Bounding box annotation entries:
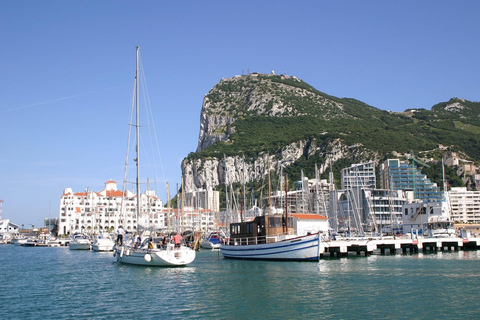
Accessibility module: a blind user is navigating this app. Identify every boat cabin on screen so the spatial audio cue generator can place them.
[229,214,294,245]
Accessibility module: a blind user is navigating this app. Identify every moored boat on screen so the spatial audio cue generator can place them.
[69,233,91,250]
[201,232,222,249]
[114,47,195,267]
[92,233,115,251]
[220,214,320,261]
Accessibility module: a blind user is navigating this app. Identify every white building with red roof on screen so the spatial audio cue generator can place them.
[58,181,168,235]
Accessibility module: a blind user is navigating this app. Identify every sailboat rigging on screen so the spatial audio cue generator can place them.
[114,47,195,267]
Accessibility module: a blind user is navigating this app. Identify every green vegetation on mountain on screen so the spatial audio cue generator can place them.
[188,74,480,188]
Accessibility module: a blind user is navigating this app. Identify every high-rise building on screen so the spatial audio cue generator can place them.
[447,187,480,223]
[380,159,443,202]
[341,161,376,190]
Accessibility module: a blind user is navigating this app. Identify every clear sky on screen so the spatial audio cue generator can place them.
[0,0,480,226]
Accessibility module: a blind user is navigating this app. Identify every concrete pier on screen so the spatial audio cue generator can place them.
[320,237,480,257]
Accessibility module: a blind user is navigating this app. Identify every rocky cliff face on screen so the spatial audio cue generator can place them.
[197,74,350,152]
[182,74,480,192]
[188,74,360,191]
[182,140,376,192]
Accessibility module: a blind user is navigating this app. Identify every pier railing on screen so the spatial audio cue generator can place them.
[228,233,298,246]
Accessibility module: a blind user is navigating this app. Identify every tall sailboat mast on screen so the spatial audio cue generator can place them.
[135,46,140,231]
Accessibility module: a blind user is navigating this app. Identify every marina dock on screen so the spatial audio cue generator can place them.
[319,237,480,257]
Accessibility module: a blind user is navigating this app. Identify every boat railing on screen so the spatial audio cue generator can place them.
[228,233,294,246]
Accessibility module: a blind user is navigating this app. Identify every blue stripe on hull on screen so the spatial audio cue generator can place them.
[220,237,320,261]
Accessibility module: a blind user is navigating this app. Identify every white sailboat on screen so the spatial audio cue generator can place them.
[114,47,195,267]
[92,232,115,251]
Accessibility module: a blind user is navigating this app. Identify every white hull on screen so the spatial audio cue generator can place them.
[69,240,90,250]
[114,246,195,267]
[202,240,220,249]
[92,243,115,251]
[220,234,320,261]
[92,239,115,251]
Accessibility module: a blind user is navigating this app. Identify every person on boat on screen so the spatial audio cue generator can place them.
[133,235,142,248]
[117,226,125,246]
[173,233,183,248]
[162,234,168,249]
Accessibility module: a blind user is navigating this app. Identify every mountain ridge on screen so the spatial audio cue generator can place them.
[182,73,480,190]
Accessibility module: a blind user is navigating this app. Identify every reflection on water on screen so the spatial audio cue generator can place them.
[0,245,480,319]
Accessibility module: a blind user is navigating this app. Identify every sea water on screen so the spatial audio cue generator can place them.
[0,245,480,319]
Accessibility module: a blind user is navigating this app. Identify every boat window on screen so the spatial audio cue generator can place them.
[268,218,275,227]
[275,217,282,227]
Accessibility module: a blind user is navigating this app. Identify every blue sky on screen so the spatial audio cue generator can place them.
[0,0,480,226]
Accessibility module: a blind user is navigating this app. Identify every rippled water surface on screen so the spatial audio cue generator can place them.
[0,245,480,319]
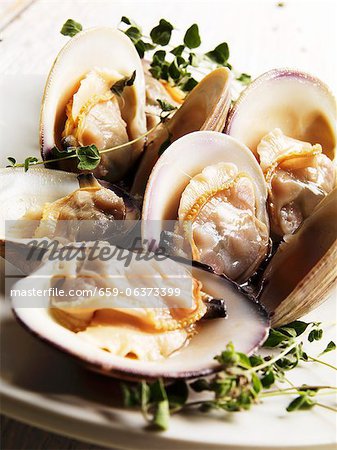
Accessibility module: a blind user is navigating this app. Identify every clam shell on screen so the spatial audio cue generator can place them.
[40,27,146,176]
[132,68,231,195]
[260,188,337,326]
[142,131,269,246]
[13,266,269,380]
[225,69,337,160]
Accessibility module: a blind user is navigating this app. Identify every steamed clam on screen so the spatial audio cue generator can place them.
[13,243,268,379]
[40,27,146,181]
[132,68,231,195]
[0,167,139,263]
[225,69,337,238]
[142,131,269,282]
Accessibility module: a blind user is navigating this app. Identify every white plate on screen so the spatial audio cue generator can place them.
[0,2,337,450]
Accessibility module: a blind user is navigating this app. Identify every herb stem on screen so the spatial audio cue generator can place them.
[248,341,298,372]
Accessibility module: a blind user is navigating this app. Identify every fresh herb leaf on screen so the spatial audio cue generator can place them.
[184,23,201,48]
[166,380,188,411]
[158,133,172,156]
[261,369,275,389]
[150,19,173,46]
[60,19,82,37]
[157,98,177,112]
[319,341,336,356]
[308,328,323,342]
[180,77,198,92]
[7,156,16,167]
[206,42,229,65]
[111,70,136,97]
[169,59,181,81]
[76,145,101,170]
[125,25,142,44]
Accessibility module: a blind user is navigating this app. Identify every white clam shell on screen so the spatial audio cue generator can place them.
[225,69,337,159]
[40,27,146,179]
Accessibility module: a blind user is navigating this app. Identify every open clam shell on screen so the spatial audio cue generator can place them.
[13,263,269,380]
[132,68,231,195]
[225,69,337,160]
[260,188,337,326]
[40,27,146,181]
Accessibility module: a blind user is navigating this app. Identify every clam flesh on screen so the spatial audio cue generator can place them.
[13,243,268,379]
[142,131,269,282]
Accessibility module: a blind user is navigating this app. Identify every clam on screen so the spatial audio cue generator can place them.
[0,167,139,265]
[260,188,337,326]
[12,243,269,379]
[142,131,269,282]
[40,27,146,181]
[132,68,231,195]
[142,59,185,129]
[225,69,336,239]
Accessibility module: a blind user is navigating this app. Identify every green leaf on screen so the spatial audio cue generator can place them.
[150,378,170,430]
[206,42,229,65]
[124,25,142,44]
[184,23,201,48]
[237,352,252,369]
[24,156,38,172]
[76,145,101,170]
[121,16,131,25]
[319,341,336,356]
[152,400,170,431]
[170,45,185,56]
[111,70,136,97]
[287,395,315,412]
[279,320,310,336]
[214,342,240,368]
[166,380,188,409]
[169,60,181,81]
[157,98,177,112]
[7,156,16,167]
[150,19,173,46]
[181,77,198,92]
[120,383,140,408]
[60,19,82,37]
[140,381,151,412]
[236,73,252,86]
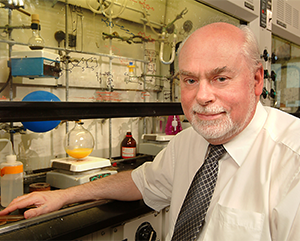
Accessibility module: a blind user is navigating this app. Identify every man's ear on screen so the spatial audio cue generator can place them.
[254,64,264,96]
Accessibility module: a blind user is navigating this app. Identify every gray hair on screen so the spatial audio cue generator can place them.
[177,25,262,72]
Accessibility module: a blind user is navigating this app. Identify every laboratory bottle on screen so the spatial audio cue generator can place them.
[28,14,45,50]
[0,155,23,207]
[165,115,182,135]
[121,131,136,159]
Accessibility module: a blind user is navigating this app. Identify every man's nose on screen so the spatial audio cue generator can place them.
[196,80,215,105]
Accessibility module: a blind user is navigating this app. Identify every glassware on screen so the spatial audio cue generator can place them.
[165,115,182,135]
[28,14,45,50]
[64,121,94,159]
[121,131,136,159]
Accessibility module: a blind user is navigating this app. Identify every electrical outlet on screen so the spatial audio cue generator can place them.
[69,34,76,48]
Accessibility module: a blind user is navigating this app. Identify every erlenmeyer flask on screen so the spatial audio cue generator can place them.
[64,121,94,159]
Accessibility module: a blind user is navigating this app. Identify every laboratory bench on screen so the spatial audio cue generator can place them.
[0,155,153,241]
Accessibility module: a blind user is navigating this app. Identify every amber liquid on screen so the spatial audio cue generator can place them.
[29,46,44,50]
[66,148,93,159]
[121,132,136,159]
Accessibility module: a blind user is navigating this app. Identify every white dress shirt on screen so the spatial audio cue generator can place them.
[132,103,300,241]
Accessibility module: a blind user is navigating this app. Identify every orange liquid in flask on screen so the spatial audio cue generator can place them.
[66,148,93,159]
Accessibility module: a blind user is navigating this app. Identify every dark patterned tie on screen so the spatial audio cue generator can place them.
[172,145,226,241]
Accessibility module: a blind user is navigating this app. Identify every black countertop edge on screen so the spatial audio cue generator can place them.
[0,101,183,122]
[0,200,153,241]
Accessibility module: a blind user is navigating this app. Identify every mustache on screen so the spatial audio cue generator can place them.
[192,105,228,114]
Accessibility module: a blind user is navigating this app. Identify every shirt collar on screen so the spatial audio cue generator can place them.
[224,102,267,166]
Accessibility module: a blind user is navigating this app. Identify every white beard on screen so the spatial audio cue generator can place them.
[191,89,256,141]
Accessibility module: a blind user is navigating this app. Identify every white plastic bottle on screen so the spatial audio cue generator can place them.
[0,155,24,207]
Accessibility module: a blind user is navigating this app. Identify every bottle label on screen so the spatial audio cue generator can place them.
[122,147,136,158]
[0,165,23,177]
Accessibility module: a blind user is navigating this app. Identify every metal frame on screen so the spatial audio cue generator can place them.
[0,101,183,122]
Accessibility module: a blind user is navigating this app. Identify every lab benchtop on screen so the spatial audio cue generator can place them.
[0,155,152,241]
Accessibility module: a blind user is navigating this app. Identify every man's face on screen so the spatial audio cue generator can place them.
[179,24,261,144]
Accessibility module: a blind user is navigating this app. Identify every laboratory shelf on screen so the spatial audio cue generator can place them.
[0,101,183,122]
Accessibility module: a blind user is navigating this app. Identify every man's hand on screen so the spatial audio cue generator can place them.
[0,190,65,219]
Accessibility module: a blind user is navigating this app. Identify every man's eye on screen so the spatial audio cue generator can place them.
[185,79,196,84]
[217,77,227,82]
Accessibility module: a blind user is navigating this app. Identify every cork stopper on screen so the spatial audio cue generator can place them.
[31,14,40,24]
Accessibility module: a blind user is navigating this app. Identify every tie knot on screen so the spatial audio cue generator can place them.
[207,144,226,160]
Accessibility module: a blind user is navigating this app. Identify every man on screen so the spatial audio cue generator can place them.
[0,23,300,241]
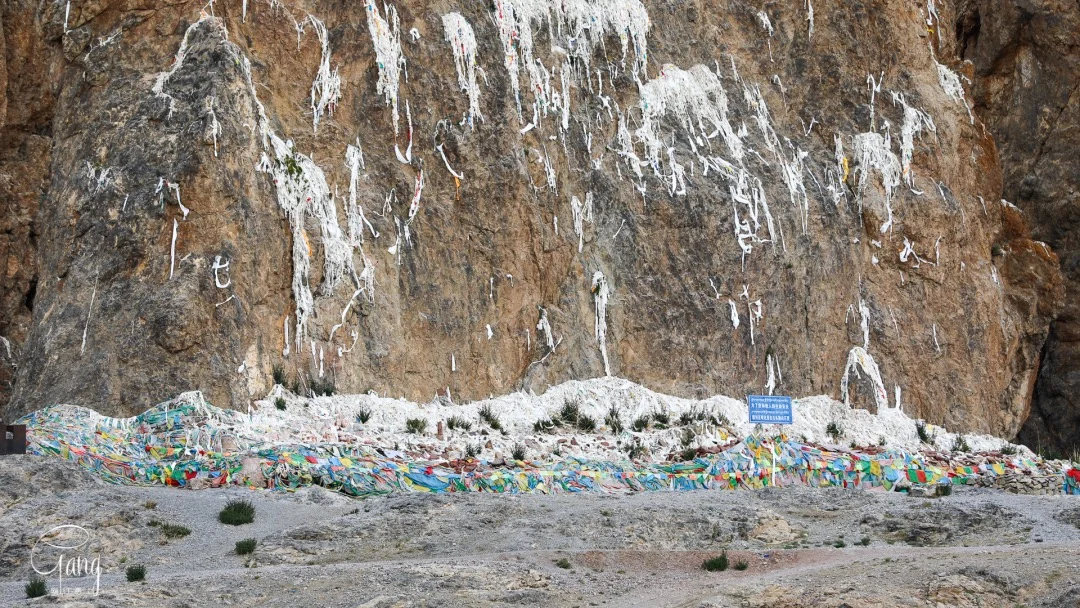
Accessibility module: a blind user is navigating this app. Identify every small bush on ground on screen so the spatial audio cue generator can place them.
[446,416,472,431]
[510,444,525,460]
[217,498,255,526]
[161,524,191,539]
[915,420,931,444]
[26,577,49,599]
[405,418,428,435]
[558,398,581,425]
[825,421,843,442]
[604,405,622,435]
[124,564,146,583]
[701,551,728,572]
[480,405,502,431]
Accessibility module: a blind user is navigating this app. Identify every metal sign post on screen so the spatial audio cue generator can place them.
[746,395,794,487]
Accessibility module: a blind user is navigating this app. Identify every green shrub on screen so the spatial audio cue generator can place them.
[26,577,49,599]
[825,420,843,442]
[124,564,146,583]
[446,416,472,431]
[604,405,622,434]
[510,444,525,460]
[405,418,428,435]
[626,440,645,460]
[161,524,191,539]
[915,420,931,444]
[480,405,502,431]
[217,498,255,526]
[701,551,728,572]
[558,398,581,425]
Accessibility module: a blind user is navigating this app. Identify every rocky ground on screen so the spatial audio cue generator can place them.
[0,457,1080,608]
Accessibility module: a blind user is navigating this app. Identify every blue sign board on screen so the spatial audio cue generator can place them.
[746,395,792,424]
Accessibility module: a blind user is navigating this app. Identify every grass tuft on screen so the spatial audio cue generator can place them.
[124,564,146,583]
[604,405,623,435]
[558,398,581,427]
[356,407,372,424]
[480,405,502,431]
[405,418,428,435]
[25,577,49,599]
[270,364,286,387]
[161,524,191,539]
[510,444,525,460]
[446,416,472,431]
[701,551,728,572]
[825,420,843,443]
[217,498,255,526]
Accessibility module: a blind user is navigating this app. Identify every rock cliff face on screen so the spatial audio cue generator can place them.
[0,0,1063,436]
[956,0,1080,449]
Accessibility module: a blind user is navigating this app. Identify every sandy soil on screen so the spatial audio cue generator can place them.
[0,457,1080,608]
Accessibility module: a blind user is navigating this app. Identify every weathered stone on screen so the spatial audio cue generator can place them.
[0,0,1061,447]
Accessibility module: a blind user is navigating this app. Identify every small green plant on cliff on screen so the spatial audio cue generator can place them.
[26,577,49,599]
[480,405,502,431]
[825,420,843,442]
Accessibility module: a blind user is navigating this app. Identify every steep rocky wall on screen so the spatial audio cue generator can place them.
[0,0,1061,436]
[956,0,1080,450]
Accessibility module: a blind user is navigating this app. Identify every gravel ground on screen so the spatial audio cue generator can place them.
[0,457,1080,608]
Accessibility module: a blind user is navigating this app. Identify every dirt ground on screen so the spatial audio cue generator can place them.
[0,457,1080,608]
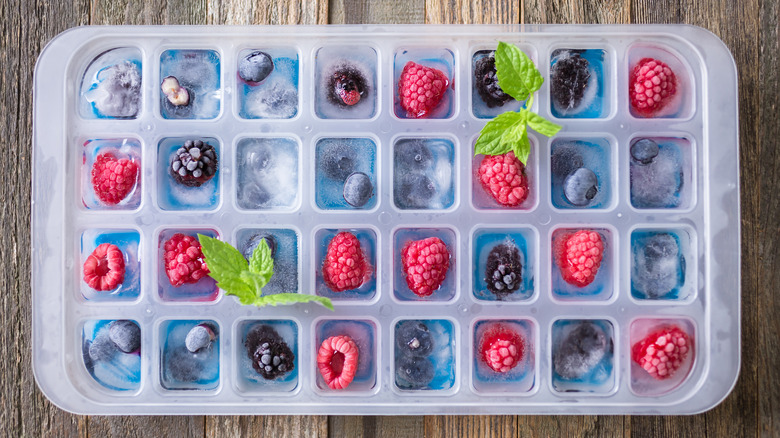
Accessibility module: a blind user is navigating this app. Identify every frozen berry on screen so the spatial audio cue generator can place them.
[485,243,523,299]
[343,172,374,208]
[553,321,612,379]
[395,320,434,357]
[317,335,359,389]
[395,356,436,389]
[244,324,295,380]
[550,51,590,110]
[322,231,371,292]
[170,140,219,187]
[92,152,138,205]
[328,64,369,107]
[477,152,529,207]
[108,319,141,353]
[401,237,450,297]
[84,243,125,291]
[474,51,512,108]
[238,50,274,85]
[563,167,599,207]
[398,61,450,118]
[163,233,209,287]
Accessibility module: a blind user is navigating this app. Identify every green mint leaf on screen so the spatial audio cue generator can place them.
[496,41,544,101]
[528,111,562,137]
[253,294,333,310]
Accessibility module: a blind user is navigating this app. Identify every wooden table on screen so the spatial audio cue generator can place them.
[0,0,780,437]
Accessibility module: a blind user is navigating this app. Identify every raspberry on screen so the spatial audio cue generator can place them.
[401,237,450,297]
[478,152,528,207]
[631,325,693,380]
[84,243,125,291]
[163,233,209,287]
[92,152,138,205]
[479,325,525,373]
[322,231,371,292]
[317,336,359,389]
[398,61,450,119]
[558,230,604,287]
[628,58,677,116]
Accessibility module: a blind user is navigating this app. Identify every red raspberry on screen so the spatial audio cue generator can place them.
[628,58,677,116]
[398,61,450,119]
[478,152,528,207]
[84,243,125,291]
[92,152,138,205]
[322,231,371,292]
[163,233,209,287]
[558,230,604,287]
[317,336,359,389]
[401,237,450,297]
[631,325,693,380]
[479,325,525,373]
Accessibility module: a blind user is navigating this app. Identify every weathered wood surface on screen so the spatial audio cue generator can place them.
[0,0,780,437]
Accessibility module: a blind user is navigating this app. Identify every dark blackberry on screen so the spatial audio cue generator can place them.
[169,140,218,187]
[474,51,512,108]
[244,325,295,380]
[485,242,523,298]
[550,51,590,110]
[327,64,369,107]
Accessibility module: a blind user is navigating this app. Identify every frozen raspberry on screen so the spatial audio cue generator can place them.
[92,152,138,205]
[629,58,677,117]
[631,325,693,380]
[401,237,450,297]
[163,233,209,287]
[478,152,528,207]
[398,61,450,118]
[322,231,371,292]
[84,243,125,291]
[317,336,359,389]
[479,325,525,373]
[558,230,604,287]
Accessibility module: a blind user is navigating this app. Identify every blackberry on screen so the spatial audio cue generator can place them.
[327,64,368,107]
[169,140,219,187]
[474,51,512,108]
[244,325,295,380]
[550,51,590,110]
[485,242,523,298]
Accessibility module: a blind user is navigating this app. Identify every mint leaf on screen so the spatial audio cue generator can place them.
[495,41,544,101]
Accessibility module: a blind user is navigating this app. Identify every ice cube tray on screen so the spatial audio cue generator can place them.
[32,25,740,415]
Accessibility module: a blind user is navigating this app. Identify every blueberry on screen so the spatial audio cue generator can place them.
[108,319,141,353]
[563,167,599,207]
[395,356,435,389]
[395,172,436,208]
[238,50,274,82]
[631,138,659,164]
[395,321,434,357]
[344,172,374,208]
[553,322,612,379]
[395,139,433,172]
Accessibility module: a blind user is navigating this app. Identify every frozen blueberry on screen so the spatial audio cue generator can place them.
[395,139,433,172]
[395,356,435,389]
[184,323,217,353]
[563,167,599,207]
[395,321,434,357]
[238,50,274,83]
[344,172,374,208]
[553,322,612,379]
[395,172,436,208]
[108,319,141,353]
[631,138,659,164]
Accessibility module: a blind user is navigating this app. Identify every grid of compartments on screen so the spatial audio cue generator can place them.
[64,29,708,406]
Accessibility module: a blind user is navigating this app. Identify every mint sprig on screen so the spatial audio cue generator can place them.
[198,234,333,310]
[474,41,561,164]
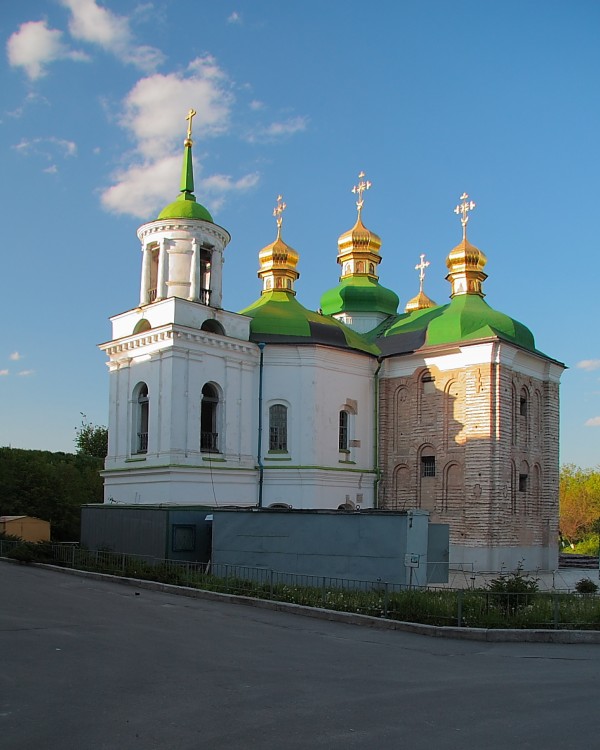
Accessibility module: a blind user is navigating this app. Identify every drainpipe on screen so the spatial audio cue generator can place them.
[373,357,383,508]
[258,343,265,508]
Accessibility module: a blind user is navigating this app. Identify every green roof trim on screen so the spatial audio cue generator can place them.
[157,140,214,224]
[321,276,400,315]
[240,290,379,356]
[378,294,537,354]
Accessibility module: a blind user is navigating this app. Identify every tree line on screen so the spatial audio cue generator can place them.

• **Direction**:
Copy, with no changes, the part of the data above that opens with the line containing "every laboratory shelf" and closes with the line containing "[207,144,226,160]", including both of those lines.

• **Problem solution**:
Accessibility module: a blind user is navigating this app. Identify every laboratory shelf on screen so the spatial audio cue generator can place them.
[0,101,183,122]
Accessibility module: a blind user is navigating this app. Identify every man's hand on screen so the spatial audio cue generator can place them.
[0,190,65,219]
Accessibility module: a blind user is navigating this app. Identify every man's eye on screen so the spatial audio cue generator can place them.
[185,79,196,84]
[217,77,227,82]
Accessibility module: a blind user is navigating this app. Identify every cork stopper on screen so the spatial audio cue generator can place them.
[31,14,40,24]
Accessibility module: a blind user is navigating this app. Identify every tie knot on screen so the spatial audio cue generator can place them.
[207,144,226,160]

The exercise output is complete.